Text segment below:
We retrieved 1650 manuscripts from PubMed, 225 from PsycINFO, 110 from the Cochrane Database, and 537 from the ERIC database, resulting in 1926 unique references. The selection procedure resulted in 50 manuscripts evaluating one of the four levels of Kirkpatrick and Kirkpatrick’s[11] framework. Of these, 22 reported data on safety culture (Figure 1).

Study and training characteristics

All studies were published from 2006 onwards, with the majority being conducted in the United States. Half of the studies focussed on the operating theatre setting. Of the studies, 16 had uncontrolled designs, of which 10 were single-centre studies. And 10 studies were multicentre studies, 3 of which had a controlled design. In total, there were six controlled designs, three in which a control site was used, two in which trained versus non-trained personnel were compared, and one in which the last trained cohort was compared to the first trained cohort before they received training. The TeamSTEPPS training curriculum was implemented on eight occasions. Follow-up measurement varied between 3 months and 4 years. Response percentages differed widely among the studies (range: 19%–96%), as well as the number of trained individuals (range 29–32,150). Implementation and sustainment strategies consisted of, among others, change or leadership teams (usually formed with champion figures), briefings/debriefings, coaching, comprehensive implementation plans, embedding of training within patient safety programmes, structural training of incoming employees, and train-the-trainer modules (Table 2).

Table 2.

Characteristics of the included studies.

Source	Country	Name of training	Site (n trainees)/professions	Study design (n centres)	Evaluation instrument	Response rates (%)	Follow-up (months)	Implementation/sustainment strategy
Armour et al.[20]	USA	TeamSTEPPS	OR (NS)/whole OR team	Single-centre, uncontrolled before–after	HSOPSC, TAQ	NS	9	Leadership team, special training for programme coaches
Bleakley et al.[21]	UK	NS	OR (about 150)/whole OR team except anaesthetists working on both sites	Single-centre, controlled before–after	SAQ	Before: 73, after: 68	12	Champion team training, briefing–debriefing, close-call reporting
Blegen et al.[22]	USA	TOPS training	Inpatient unit (454)/nurses, physicians, pharmacists, therapists, administrators, directors, managers and others	Multicentre (3), uncontrolled before–after	HSOPSC	Before: 96, after: 81	9–12	Creation of Unit Safety Teams consisting of champions and invited or volunteered providers
Carney et al.[23]	USA	VHA, MTT	OR (NS)/all OR personnel	Multicentre (101), uncontrolled before–after	SAQ	Before: 74, after: 36	9–11	Implementation team, briefings and debriefings
Carney et al.[24]	USA	VHA, MTT	OR (NS)/OR nurses and OR physicians	Multicentre (101), uncontrolled before–after	SAQ	Before: 74, after: 36	9–11	Implementation team, briefings and debriefings
Castner et al.[25]	USA	TeamSTEPPS	Entire hospital (1204)/nurses	Multicentre (5), cross-sectional controlled design (trained vs non-trained)	Brief T-TPQ	Trained: 19, non-trained: 27	NA	Training was mandatory for new employee orientation, master trainers (train-the-trainer principle)
End of Text segment.
Dataset content below:
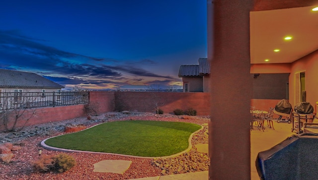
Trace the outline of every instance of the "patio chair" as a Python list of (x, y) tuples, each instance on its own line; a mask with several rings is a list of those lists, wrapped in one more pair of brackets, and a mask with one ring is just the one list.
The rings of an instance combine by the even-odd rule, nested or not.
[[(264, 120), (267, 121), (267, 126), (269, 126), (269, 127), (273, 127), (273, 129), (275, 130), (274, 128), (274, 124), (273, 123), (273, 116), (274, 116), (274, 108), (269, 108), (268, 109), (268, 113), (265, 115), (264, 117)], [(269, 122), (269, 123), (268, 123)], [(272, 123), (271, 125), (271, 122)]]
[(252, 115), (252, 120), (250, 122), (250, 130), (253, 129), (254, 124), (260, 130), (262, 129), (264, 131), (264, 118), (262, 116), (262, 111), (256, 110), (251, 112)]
End of Dataset content.
Required actions >>
1. Rewrite the paragraph of the review excerpt that begins "All studies were published from 2006 onwards" as a concise bulleted list that keeps its main facts.
2. According to the review excerpt, how many unique references resulted from the database searches?

Answers per task >>
1.
- Publication: all studies from 2006 onwards, mostly conducted in the United States.
- Setting: half focused on the operating theatre.
- Uncontrolled designs: 16 studies, 10 of them single-centre.
- Multicentre: 10 studies, 3 of them controlled.
- Controlled designs: 6 in total.
  - 3 used a control site.
  - 2 compared trained with non-trained personnel.
  - 1 compared the last trained cohort with the first trained cohort before its training.
- Curriculum: TeamSTEPPS implemented on 8 occasions.
- Follow-up: 3 months to 4 years.
- Response rates: 19%–96%.
- Number of trained individuals: 29–32,150.
- Implementation and sustainment strategies (Table 2) included:
  - Change or leadership teams, usually with champion figures
  - Briefings/debriefings
  - Coaching
  - Comprehensive implementation plans
  - Training embedded within patient safety programmes
  - Structural training of incoming employees
  - Train-the-trainer modules

2. 1926 unique references.